Select every line below containing the word "work".

_Records for this task_
================================

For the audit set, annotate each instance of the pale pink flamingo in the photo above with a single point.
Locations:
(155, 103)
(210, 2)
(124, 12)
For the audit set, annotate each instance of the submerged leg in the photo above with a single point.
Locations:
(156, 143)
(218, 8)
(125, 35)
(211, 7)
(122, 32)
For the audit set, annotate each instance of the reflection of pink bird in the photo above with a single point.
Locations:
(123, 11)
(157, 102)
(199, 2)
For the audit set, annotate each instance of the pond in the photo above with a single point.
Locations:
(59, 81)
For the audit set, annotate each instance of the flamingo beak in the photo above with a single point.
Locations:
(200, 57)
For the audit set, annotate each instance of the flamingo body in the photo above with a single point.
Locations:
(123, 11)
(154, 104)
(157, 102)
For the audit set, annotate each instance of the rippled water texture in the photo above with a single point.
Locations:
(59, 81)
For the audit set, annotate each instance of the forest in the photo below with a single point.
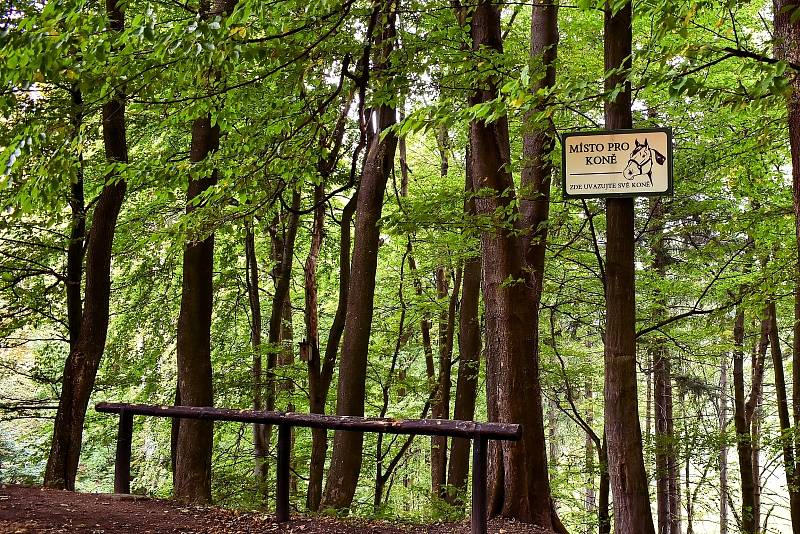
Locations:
(357, 207)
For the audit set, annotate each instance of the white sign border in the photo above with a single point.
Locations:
(670, 184)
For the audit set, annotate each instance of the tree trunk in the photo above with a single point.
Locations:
(590, 494)
(666, 461)
(783, 417)
(318, 392)
(347, 446)
(723, 451)
(513, 384)
(753, 414)
(537, 145)
(469, 349)
(787, 47)
(742, 430)
(195, 439)
(260, 447)
(80, 369)
(440, 407)
(319, 371)
(77, 235)
(626, 464)
(284, 234)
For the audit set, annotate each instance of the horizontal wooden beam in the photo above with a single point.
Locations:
(428, 427)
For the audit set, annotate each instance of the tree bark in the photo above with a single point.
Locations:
(195, 438)
(742, 430)
(192, 477)
(347, 446)
(77, 234)
(80, 369)
(521, 485)
(284, 234)
(753, 415)
(787, 47)
(469, 349)
(666, 461)
(784, 421)
(537, 145)
(723, 451)
(626, 464)
(260, 447)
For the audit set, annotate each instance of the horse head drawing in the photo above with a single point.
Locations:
(641, 160)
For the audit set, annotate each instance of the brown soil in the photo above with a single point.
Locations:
(28, 510)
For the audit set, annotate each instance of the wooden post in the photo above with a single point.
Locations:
(122, 466)
(479, 516)
(282, 495)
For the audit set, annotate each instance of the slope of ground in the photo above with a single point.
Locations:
(35, 510)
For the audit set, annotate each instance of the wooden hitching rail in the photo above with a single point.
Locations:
(479, 433)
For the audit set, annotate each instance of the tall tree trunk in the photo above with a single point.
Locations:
(783, 417)
(80, 369)
(626, 464)
(77, 233)
(666, 486)
(469, 349)
(195, 438)
(590, 493)
(440, 408)
(347, 446)
(723, 450)
(319, 371)
(753, 414)
(260, 447)
(511, 326)
(742, 430)
(787, 47)
(279, 337)
(318, 388)
(537, 145)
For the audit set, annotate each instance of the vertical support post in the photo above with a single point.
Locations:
(479, 515)
(282, 495)
(122, 465)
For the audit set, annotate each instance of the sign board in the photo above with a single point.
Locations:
(617, 163)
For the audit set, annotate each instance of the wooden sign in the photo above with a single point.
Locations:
(617, 163)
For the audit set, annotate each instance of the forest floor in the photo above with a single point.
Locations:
(30, 509)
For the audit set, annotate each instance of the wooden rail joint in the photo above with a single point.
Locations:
(479, 433)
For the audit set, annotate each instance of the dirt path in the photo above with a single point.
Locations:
(28, 510)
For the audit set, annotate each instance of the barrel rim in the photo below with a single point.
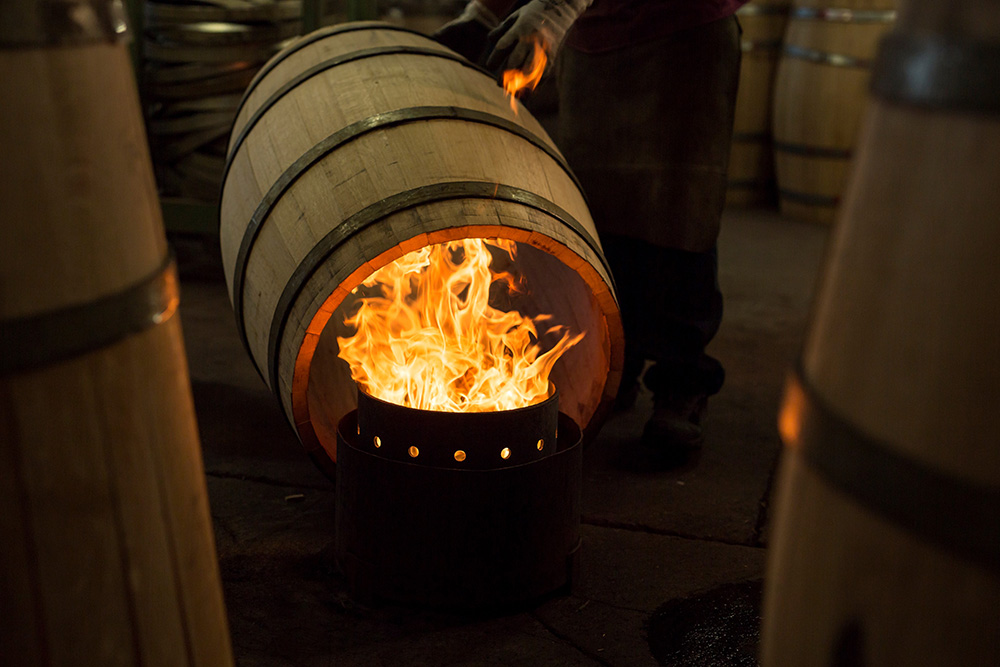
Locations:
(373, 213)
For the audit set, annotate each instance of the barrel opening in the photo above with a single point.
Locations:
(559, 282)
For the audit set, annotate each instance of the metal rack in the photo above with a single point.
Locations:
(189, 216)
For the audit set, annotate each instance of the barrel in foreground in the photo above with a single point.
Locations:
(360, 143)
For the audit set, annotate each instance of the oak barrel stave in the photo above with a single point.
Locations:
(363, 141)
(109, 556)
(886, 547)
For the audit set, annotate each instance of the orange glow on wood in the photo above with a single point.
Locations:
(515, 80)
(428, 338)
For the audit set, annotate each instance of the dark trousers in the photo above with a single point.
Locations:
(647, 129)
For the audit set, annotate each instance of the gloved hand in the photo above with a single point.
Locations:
(545, 20)
(467, 34)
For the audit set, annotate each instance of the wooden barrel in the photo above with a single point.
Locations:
(886, 544)
(750, 178)
(362, 142)
(820, 95)
(108, 555)
(197, 60)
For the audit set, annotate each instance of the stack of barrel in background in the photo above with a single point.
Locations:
(820, 95)
(199, 56)
(886, 542)
(751, 161)
(107, 553)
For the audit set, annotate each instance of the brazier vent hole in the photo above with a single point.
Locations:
(555, 289)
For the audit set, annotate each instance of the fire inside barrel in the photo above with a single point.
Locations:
(428, 337)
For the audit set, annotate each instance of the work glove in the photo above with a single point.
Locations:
(467, 33)
(547, 21)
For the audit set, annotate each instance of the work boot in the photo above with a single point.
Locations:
(676, 423)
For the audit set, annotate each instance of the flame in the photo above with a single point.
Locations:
(515, 80)
(429, 339)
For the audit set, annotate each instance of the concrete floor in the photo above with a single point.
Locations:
(654, 537)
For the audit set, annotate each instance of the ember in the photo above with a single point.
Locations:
(428, 338)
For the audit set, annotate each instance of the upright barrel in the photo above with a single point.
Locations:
(108, 555)
(750, 177)
(362, 142)
(886, 544)
(820, 96)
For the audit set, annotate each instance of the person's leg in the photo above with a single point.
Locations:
(647, 129)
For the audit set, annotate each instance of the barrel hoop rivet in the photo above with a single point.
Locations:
(825, 58)
(938, 72)
(338, 140)
(394, 204)
(954, 514)
(35, 341)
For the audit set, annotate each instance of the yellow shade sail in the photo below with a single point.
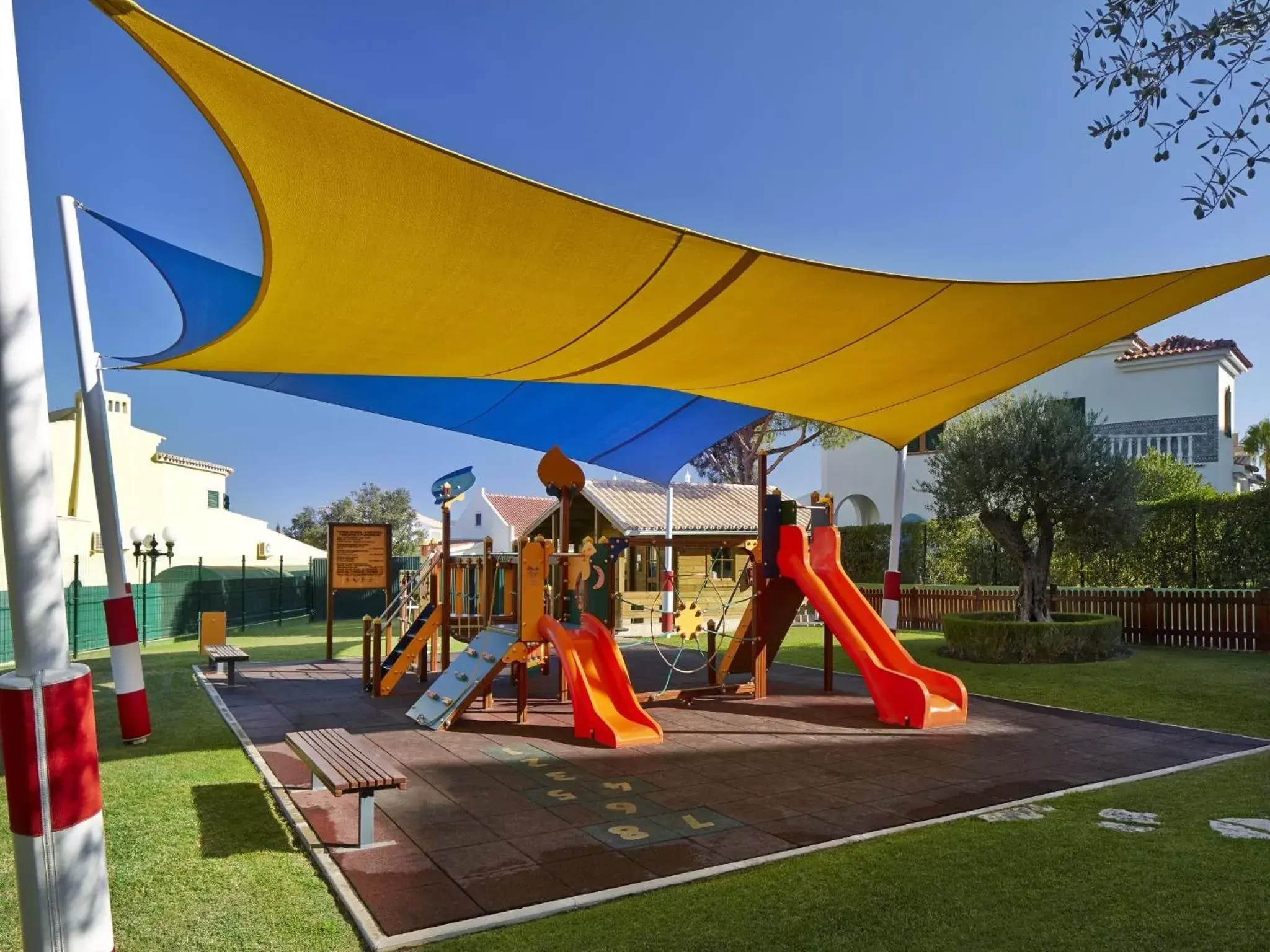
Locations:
(374, 238)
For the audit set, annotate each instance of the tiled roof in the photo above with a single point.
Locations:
(1179, 345)
(638, 508)
(193, 464)
(520, 512)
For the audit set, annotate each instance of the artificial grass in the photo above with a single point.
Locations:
(200, 858)
(1223, 691)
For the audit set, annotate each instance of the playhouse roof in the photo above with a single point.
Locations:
(638, 508)
(373, 238)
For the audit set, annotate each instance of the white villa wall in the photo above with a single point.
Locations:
(478, 518)
(153, 494)
(1151, 397)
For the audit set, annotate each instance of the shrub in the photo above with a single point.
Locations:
(1000, 637)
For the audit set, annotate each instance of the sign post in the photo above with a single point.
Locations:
(358, 559)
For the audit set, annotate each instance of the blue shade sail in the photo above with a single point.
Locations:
(647, 432)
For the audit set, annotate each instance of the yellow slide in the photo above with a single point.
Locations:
(603, 703)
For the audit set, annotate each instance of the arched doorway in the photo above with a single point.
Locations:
(860, 511)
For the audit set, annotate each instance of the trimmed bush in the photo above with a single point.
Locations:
(1000, 637)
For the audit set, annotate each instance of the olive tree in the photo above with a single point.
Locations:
(1137, 51)
(1033, 467)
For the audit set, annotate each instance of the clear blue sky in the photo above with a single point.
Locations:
(944, 141)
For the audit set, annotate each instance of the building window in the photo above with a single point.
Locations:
(1077, 404)
(929, 442)
(723, 564)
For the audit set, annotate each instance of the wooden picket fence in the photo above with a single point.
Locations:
(1227, 620)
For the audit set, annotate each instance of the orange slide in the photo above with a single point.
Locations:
(905, 692)
(603, 703)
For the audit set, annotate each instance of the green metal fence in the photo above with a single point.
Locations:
(249, 596)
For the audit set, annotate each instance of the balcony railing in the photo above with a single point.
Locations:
(1179, 446)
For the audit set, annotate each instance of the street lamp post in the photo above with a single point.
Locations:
(145, 552)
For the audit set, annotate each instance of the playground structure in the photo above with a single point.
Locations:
(343, 238)
(545, 602)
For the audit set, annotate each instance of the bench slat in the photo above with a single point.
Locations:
(363, 767)
(333, 767)
(318, 763)
(338, 757)
(226, 651)
(370, 765)
(340, 762)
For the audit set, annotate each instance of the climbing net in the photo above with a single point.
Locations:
(690, 622)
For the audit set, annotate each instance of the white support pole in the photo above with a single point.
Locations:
(47, 729)
(121, 621)
(890, 580)
(668, 565)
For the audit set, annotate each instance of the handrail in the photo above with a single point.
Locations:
(424, 571)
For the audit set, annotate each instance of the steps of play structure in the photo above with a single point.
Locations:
(468, 676)
(407, 649)
(905, 692)
(779, 604)
(605, 707)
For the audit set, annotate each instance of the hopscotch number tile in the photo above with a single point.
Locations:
(1241, 827)
(619, 786)
(695, 823)
(1028, 811)
(623, 806)
(628, 834)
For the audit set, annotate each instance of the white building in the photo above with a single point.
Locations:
(156, 490)
(1176, 397)
(502, 517)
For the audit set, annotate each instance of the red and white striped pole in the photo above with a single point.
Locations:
(668, 565)
(890, 579)
(121, 620)
(47, 731)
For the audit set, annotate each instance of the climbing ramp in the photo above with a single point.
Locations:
(408, 648)
(468, 676)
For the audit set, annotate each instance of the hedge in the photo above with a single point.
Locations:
(1000, 637)
(1208, 542)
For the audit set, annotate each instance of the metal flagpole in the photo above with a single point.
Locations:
(890, 580)
(668, 565)
(121, 620)
(47, 729)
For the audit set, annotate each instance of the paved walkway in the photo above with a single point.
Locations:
(499, 815)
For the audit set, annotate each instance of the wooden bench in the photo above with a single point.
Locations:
(229, 654)
(339, 763)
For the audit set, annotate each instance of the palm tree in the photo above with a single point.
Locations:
(1256, 439)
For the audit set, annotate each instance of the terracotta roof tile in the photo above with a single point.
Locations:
(639, 508)
(1179, 345)
(520, 512)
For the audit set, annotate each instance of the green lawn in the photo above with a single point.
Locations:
(198, 856)
(201, 861)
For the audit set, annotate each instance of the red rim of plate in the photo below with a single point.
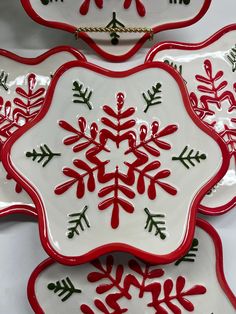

================================

_Task solution_
For the audit set, annotate each instance of the work glove in the photo above with a single point.
For the audit set, annotate each instance of the work boot in the photo above with a single point.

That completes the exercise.